Problem statement ▸ Convert every line of the items below into a Markdown table with two columns, Number and Entry, leaving out blank lines. Number each line in sequence and put its text under Entry.

Task input ▸
-------------------------

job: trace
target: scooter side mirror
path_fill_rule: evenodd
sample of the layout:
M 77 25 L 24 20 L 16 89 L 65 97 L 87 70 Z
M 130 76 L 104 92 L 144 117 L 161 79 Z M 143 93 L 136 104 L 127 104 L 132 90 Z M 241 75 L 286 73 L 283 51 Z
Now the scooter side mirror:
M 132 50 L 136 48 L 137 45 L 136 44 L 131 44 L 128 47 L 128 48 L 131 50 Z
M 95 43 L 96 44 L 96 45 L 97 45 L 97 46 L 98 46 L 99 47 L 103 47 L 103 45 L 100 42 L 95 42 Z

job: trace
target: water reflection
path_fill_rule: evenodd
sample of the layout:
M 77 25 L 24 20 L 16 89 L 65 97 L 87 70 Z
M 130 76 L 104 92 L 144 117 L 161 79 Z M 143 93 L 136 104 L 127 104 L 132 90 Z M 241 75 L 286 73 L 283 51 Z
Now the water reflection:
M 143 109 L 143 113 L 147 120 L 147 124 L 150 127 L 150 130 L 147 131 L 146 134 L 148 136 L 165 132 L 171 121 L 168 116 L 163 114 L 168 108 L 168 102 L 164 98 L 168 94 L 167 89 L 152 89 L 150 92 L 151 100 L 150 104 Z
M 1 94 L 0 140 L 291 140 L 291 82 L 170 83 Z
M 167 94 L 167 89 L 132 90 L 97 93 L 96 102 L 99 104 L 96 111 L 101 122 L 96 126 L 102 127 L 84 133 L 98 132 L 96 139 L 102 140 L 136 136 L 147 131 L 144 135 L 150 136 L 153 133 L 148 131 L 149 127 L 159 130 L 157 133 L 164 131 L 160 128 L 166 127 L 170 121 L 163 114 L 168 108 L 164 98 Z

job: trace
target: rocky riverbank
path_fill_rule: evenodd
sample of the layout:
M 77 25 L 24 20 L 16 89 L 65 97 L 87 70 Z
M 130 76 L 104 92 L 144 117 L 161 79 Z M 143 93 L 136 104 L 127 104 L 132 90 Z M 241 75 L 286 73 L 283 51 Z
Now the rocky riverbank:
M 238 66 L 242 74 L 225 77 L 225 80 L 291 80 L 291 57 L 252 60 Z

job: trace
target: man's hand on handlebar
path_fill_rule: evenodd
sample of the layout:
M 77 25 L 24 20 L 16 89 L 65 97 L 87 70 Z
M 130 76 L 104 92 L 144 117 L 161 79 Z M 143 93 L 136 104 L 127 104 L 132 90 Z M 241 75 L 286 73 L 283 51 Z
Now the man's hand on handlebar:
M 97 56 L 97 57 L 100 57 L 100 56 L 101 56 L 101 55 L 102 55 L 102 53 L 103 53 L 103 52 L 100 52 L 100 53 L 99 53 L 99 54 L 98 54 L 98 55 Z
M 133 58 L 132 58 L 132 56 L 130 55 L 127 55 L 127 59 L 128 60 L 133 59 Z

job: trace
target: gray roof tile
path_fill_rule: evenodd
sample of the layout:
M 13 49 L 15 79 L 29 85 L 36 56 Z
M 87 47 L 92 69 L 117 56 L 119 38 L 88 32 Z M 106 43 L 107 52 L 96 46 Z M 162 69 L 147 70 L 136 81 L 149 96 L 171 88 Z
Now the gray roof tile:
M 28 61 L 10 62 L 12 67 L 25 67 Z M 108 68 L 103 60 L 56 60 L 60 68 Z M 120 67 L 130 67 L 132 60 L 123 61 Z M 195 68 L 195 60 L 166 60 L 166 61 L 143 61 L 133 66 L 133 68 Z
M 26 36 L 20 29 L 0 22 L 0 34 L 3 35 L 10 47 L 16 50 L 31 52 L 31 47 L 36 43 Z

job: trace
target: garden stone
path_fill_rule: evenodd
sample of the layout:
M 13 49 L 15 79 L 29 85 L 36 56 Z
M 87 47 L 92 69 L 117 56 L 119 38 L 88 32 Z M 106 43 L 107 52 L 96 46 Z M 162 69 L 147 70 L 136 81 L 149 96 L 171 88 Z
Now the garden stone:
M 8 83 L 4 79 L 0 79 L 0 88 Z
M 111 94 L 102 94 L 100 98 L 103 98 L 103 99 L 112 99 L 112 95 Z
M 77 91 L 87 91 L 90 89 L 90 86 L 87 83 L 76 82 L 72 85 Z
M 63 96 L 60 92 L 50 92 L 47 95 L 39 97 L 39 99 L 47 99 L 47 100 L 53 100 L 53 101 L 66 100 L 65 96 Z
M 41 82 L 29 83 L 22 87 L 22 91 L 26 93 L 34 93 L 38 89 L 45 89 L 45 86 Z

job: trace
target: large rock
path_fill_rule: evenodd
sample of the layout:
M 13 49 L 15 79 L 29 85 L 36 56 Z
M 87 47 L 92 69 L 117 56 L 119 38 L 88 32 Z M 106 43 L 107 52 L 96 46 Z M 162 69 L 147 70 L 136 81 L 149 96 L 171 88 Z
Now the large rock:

-------------------------

Written solution ▸
| Number | Entry |
|---|---|
| 1 | job: trace |
| 2 | target: scooter side mirror |
| 3 | path_fill_rule: evenodd |
| 4 | sample of the layout: |
| 5 | M 77 25 L 24 20 L 16 89 L 65 97 L 87 70 Z |
| 6 | M 130 76 L 104 92 L 144 117 L 161 79 Z M 143 93 L 136 104 L 127 104 L 132 90 Z M 241 75 L 286 73 L 283 51 Z |
| 7 | Now the scooter side mirror: |
| 8 | M 132 50 L 136 48 L 137 45 L 136 44 L 131 44 L 128 47 L 128 48 L 131 50 Z |
| 9 | M 95 43 L 96 44 L 96 45 L 97 45 L 97 46 L 98 46 L 99 47 L 103 47 L 103 45 L 100 42 L 95 42 Z |
| 10 | job: trace |
| 11 | target: water reflection |
| 12 | path_fill_rule: evenodd |
| 13 | sample of the layout: |
| 14 | M 77 25 L 24 20 L 16 89 L 65 97 L 87 70 Z |
| 15 | M 130 76 L 104 92 L 144 117 L 161 79 Z M 143 93 L 136 104 L 127 104 L 132 90 Z M 241 75 L 286 73 L 283 51 Z |
| 16 | Now the water reflection: |
| 17 | M 143 109 L 143 113 L 147 120 L 147 124 L 150 127 L 150 130 L 147 131 L 146 134 L 148 136 L 165 132 L 171 121 L 168 116 L 163 114 L 168 108 L 168 102 L 164 98 L 168 94 L 167 89 L 152 89 L 150 92 L 151 100 L 150 104 Z |
| 18 | M 1 94 L 0 140 L 291 140 L 291 82 L 170 83 Z |
| 19 | M 167 94 L 167 89 L 132 90 L 97 93 L 96 102 L 99 104 L 96 111 L 101 122 L 96 126 L 102 127 L 84 133 L 98 132 L 96 139 L 102 140 L 136 136 L 147 131 L 144 135 L 150 136 L 153 133 L 148 131 L 149 127 L 159 130 L 157 133 L 164 131 L 160 128 L 166 127 L 170 121 L 163 114 L 168 108 L 164 98 Z |
| 20 | job: trace |
| 21 | target: rocky riverbank |
| 22 | path_fill_rule: evenodd |
| 23 | sample of the layout: |
| 24 | M 77 25 L 24 20 L 16 89 L 65 97 L 87 70 Z |
| 25 | M 130 76 L 104 92 L 144 117 L 161 79 Z M 143 93 L 136 104 L 127 104 L 132 90 Z M 241 75 L 286 73 L 283 51 Z |
| 26 | Now the rocky riverbank: |
| 27 | M 238 66 L 242 74 L 225 77 L 225 80 L 291 80 L 291 57 L 252 60 Z |
| 28 | job: trace |
| 29 | target: man's hand on handlebar |
| 30 | path_fill_rule: evenodd |
| 31 | sample of the layout: |
| 32 | M 77 25 L 24 20 L 16 89 L 65 97 L 87 70 Z |
| 33 | M 130 76 L 104 92 L 144 117 L 161 79 Z M 143 93 L 136 104 L 127 104 L 132 90 Z M 241 75 L 286 73 L 283 51 Z |
| 34 | Now the man's hand on handlebar: |
| 35 | M 97 56 L 97 57 L 100 57 L 100 56 L 101 56 L 101 55 L 102 55 L 102 53 L 103 53 L 103 52 L 100 52 L 100 53 L 99 53 L 99 54 L 98 54 L 98 55 Z |
| 36 | M 133 58 L 132 58 L 132 56 L 130 55 L 127 55 L 127 59 L 128 60 L 133 59 Z |
| 37 | job: trace |
| 38 | target: gray roof tile |
| 39 | path_fill_rule: evenodd |
| 40 | sample of the layout: |
| 41 | M 13 49 L 15 79 L 29 85 L 36 56 Z |
| 42 | M 87 47 L 92 69 L 117 56 L 119 38 L 88 32 Z M 106 43 L 107 52 L 96 46 Z M 162 69 L 147 70 L 136 81 L 149 96 L 171 88 Z |
| 43 | Now the gray roof tile: |
| 44 | M 28 61 L 10 62 L 12 67 L 25 67 Z M 108 68 L 103 60 L 56 60 L 60 68 Z M 120 67 L 130 67 L 132 60 L 123 61 Z M 195 68 L 195 60 L 166 60 L 166 61 L 143 61 L 133 66 L 133 68 Z |
| 45 | M 26 36 L 20 29 L 0 22 L 0 34 L 3 35 L 10 47 L 16 50 L 31 52 L 31 47 L 36 43 Z |
| 46 | job: trace |
| 47 | target: garden stone |
| 48 | path_fill_rule: evenodd |
| 49 | sample of the layout: |
| 50 | M 13 49 L 15 79 L 29 85 L 36 56 Z |
| 51 | M 87 47 L 92 69 L 117 56 L 119 38 L 88 32 Z M 106 43 L 107 52 L 96 46 Z M 162 69 L 147 70 L 136 81 L 149 96 L 171 88 Z |
| 52 | Now the garden stone: |
| 53 | M 8 83 L 4 79 L 0 79 L 0 88 Z |
| 54 | M 111 94 L 102 94 L 100 98 L 103 98 L 103 99 L 112 99 L 112 95 Z |
| 55 | M 77 91 L 87 91 L 90 89 L 90 86 L 87 83 L 76 82 L 72 85 Z |
| 56 | M 63 96 L 60 92 L 50 92 L 47 95 L 39 97 L 39 99 L 47 99 L 47 100 L 53 100 L 53 101 L 66 100 L 65 96 Z |
| 57 | M 41 82 L 29 83 L 22 87 L 22 91 L 26 93 L 34 93 L 38 89 L 45 89 L 45 86 Z |
| 58 | job: trace |
| 59 | target: large rock |
| 60 | path_fill_rule: evenodd |
| 61 | sample of the layout: |
| 62 | M 13 49 L 15 79 L 29 85 L 36 56 Z |
| 63 | M 87 47 L 92 69 L 117 56 L 119 38 L 88 32 Z M 106 43 L 107 52 L 96 46 Z M 162 69 L 147 70 L 136 81 L 149 96 L 171 88 Z |
| 64 | Now the large rock: |